Try it
In the entries below, the line with "label the row of soccer" marks the start. Return it and every following line exactly, ending with the last.

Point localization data
....
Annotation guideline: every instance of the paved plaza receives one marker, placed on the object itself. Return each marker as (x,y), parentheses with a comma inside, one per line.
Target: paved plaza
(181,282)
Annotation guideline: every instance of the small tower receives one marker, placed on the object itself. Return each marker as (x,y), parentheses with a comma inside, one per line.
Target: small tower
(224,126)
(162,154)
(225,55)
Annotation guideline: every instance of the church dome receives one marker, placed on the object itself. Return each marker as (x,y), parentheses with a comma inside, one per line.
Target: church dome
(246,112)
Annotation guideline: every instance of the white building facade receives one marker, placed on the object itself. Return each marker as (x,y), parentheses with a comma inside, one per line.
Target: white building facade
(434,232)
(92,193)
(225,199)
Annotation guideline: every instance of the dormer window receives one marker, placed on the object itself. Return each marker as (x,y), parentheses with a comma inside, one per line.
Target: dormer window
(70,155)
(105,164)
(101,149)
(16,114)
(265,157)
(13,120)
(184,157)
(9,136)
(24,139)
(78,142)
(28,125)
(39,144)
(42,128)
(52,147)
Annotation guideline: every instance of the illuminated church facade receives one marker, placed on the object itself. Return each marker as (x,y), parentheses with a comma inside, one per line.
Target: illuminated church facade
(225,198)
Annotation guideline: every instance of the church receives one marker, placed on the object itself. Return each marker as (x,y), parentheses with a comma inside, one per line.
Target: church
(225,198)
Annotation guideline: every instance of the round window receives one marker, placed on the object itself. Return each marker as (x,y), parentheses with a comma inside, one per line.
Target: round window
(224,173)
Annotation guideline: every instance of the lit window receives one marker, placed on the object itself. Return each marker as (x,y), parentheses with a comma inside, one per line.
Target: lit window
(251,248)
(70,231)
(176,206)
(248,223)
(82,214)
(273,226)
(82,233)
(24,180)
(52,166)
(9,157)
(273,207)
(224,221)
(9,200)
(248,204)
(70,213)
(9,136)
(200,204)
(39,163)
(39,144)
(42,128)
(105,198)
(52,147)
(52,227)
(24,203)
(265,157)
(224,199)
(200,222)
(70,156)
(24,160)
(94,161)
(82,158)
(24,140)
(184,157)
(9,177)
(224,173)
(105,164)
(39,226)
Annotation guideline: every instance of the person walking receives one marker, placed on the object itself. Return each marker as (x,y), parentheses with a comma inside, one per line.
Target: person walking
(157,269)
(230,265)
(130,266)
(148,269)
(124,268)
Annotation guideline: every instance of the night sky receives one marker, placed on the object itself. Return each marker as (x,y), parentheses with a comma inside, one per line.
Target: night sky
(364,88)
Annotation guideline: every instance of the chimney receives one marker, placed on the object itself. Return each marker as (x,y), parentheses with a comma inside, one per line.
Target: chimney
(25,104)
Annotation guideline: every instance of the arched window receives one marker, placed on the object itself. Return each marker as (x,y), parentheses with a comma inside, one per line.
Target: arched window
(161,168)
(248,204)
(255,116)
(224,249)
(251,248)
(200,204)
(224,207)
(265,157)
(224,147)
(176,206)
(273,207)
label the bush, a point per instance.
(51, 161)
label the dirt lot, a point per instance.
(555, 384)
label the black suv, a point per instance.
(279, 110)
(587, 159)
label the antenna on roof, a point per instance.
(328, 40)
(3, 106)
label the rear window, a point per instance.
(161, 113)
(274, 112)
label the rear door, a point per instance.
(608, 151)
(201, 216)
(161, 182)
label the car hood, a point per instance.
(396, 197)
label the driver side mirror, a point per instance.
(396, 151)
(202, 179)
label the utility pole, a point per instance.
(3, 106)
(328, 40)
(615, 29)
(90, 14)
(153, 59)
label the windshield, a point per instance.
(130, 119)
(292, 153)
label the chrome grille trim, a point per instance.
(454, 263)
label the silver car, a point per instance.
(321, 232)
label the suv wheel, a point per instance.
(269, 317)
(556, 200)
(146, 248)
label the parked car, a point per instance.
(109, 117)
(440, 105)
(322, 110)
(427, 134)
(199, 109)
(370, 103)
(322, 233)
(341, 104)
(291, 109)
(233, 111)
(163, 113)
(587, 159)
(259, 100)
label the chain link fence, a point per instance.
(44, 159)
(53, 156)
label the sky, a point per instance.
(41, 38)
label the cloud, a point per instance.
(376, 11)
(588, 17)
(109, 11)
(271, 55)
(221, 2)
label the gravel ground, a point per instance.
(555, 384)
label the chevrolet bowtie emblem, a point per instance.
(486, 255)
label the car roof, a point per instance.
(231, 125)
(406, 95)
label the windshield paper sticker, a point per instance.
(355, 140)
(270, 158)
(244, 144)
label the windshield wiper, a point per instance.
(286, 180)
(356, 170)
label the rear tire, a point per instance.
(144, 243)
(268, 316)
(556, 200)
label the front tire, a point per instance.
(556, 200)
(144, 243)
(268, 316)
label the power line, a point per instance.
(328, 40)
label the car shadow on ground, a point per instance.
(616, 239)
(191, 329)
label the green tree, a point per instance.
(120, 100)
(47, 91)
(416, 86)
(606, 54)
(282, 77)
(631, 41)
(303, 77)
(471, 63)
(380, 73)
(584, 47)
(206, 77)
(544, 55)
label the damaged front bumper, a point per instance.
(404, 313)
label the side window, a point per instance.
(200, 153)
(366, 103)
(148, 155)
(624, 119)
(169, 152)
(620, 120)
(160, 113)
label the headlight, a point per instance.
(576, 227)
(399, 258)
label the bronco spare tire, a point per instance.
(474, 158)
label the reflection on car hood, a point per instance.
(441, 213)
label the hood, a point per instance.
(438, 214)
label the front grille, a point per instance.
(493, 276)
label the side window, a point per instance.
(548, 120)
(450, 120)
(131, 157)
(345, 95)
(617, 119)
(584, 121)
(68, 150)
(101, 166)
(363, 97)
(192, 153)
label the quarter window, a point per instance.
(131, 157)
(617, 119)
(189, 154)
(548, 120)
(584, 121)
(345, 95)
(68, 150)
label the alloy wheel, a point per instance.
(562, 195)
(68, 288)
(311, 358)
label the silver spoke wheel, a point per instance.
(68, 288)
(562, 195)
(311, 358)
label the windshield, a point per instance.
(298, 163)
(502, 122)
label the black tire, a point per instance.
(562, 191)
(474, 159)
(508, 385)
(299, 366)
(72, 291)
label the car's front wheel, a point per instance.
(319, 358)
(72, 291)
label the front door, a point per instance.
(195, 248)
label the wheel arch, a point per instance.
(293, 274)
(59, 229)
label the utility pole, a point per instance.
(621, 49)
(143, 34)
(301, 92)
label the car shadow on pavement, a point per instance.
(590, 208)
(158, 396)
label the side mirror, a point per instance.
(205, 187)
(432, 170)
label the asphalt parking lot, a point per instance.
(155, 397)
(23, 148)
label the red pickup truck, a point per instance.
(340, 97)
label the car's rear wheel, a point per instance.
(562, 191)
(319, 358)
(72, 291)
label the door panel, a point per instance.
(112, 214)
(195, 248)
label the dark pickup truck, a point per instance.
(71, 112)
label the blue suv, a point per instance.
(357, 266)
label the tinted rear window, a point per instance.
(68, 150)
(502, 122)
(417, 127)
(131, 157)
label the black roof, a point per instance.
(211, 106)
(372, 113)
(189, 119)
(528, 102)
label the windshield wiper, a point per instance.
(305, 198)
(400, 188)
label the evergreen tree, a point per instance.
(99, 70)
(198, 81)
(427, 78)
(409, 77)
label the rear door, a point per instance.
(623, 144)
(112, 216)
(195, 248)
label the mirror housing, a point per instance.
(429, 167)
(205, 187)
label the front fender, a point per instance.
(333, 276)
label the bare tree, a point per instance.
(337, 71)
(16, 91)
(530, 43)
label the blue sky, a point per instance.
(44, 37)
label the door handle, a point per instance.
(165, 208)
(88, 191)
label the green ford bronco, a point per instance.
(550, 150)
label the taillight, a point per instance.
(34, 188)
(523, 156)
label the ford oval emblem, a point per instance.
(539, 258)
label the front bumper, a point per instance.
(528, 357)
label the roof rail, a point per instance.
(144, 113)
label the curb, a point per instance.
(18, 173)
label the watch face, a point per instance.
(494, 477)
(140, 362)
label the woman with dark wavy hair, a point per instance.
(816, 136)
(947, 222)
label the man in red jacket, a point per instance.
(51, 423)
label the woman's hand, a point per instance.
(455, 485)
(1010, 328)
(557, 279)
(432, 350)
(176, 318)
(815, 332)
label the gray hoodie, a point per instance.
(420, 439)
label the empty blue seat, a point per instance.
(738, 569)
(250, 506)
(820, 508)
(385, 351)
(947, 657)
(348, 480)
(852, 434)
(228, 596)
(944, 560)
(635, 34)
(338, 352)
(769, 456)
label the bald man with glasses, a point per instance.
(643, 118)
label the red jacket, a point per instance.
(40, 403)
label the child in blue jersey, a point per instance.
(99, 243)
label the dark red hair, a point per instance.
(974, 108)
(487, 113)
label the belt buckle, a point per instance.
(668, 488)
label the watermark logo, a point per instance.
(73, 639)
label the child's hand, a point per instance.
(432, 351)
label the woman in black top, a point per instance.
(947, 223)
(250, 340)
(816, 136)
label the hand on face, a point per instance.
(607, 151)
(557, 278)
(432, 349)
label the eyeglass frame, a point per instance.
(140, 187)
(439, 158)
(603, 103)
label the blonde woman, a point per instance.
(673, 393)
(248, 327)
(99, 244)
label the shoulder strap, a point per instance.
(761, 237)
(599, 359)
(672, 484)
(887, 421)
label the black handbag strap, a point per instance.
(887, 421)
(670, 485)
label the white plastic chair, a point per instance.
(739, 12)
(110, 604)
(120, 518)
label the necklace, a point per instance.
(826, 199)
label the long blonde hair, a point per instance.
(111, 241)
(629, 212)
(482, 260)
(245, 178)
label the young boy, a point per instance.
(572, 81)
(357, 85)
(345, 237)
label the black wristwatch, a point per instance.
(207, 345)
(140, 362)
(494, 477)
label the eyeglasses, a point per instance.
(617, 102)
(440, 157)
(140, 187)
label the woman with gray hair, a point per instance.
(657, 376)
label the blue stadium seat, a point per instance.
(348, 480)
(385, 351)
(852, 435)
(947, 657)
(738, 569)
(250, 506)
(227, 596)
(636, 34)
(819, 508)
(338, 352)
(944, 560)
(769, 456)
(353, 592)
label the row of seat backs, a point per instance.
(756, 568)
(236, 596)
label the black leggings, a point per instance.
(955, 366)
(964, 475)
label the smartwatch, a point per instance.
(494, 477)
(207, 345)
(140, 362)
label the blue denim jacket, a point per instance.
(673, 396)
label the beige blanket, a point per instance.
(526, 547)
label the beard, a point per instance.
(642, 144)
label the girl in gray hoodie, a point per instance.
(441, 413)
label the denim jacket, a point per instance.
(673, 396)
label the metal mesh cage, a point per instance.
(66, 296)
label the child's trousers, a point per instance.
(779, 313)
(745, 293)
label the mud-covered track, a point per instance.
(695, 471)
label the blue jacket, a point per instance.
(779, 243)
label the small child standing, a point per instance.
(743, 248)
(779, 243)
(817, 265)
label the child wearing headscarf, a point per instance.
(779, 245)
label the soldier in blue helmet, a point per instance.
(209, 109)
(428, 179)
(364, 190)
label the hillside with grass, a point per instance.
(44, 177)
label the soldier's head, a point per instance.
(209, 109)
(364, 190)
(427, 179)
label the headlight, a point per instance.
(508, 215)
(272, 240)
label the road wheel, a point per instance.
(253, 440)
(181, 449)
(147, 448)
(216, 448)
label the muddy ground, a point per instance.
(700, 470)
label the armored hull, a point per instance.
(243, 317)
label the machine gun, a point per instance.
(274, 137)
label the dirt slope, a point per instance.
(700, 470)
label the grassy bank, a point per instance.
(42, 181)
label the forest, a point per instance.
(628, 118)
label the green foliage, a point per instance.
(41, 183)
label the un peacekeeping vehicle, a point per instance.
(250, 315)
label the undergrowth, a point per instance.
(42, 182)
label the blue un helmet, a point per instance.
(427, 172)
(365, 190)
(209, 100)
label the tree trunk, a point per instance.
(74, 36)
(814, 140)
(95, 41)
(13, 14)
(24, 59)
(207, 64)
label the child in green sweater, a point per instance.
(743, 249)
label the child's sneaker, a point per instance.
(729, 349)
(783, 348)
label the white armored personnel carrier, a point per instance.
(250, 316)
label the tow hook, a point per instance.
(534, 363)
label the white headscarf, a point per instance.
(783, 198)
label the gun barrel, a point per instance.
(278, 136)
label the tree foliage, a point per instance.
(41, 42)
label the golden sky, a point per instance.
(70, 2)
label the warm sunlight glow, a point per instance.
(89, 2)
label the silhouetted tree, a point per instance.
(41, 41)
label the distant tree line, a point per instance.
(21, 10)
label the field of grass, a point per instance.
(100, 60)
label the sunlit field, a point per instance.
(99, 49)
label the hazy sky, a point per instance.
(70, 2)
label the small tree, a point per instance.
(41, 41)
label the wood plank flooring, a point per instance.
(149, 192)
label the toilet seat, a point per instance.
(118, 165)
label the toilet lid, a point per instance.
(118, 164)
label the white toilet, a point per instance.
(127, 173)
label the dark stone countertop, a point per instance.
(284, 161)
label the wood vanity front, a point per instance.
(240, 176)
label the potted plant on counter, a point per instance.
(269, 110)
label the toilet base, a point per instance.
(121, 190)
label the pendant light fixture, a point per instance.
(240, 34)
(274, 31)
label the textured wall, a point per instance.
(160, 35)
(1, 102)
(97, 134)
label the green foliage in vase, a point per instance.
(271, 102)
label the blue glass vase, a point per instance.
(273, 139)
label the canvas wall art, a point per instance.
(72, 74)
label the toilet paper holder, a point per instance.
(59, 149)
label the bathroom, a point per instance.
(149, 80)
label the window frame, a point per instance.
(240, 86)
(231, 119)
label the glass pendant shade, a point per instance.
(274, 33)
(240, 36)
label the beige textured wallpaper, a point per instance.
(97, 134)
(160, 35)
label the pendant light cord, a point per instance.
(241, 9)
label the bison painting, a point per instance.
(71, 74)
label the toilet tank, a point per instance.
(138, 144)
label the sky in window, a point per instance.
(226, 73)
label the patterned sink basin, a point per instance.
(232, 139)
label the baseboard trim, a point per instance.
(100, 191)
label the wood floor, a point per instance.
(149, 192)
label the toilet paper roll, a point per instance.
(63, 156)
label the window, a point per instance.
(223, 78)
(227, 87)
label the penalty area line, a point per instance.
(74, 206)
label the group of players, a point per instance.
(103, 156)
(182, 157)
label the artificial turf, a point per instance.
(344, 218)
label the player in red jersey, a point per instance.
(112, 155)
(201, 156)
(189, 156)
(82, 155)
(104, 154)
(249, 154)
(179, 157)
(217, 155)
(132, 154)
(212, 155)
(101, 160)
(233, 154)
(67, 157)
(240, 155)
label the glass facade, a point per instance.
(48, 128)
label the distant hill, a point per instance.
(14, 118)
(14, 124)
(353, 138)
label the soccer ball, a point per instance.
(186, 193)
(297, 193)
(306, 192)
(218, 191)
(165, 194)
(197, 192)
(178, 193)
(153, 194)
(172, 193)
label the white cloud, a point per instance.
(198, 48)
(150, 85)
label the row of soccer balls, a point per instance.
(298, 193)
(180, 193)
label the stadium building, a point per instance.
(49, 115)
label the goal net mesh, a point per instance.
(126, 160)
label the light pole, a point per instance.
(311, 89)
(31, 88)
....
Result
label the row of soccer balls, a point per instance.
(298, 193)
(180, 193)
label the stadium building, a point per instance.
(49, 115)
label the goal net mesh, a point per instance.
(126, 160)
label the light pole, a point per instance.
(311, 89)
(31, 88)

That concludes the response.